┌──
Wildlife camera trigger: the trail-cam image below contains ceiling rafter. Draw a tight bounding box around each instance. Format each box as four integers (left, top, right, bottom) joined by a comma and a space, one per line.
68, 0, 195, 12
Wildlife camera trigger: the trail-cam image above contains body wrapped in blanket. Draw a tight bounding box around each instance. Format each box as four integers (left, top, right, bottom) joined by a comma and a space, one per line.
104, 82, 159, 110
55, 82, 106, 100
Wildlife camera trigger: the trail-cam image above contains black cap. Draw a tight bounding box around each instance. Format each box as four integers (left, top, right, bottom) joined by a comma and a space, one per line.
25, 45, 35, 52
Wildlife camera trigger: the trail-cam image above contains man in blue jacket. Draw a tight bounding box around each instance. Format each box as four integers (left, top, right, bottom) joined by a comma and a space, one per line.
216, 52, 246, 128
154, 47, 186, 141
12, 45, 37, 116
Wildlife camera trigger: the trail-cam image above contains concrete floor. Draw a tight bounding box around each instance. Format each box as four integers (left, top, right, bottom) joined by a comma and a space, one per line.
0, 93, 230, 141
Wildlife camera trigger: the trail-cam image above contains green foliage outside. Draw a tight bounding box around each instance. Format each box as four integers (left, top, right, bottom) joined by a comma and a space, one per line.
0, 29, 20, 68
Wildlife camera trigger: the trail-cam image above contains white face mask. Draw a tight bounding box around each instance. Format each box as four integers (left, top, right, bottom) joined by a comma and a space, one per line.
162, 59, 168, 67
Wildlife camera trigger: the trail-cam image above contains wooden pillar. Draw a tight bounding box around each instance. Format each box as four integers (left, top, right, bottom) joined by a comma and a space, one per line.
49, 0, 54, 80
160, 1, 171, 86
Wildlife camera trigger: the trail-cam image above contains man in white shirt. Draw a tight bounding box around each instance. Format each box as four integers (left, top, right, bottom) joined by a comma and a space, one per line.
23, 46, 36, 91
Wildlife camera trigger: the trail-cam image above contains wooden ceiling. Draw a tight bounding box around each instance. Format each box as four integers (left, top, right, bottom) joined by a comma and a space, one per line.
└──
EXERCISE: Repeat all of the records verbatim, leaving nothing out.

REPLY:
Wildlife camera trigger: the trail-cam image below contains ceiling rafter. Draw a tight bounding box around each instance. Format each box as four integers (left, top, right, bottom) joined by a comma and a space, one per line.
68, 0, 195, 12
Wildlife camera trigger: the trail-cam image above contains body wrapped in blanket. Draw a tight bounding box around each instance. Format each box as four integers (left, top, right, bottom) joined by a comma and a space, one per line.
104, 82, 159, 110
55, 82, 106, 100
Wildlife camera trigger: the trail-cam image above contains black cap. Draw a tight bounding box around each instance. Format each box as four integers (left, top, right, bottom) joined by a comma and a space, one per line.
25, 45, 35, 52
Wildlife camera trigger: the trail-cam image above contains man in blue jacket. Draw a tight bounding box around each instance. Format each box as four integers (left, top, right, bottom) joined by a comma and a space, one per line.
216, 52, 246, 128
154, 47, 186, 141
12, 45, 37, 116
Wildlife camera trigger: the trail-cam image above contains concrete floor. Draw a tight bounding box around each instance. Format each box as four integers (left, top, right, bottom) joined by a comma and a space, one per line.
0, 93, 230, 141
Wildlife camera trigger: the trail-cam image above contains green foliage outside. Draw a tight bounding box around each instance. Format each box as four integers (left, top, right, bottom) joined by a comma and a space, one per line.
0, 29, 20, 68
Wildlife camera trigger: the trail-cam image above contains white face mask. Draw a tight bounding box around each instance. Format each box as four integers (left, top, right, bottom) joined by a comma and a space, one per line.
162, 59, 168, 67
Wildlife camera trigger: the trail-cam image above contains wooden pillar. Draw a tight bounding box around each instance. Format each box as four integers (left, top, right, bottom) joined by a comma and a space, one per line.
49, 0, 54, 80
160, 1, 171, 86
Wildlife camera trigger: the trail-cam image above contains man in white shirt. Draw a tight bounding box around each instance. Format each box as four integers (left, top, right, bottom) joined by a comma and a space, one per line.
23, 46, 36, 91
Wildlife camera trigger: the trail-cam image above contains wooden ceiling. Draw a tight bounding box around each instance. Format each box as four integers (left, top, right, bottom) joined by a comma and a space, one per line.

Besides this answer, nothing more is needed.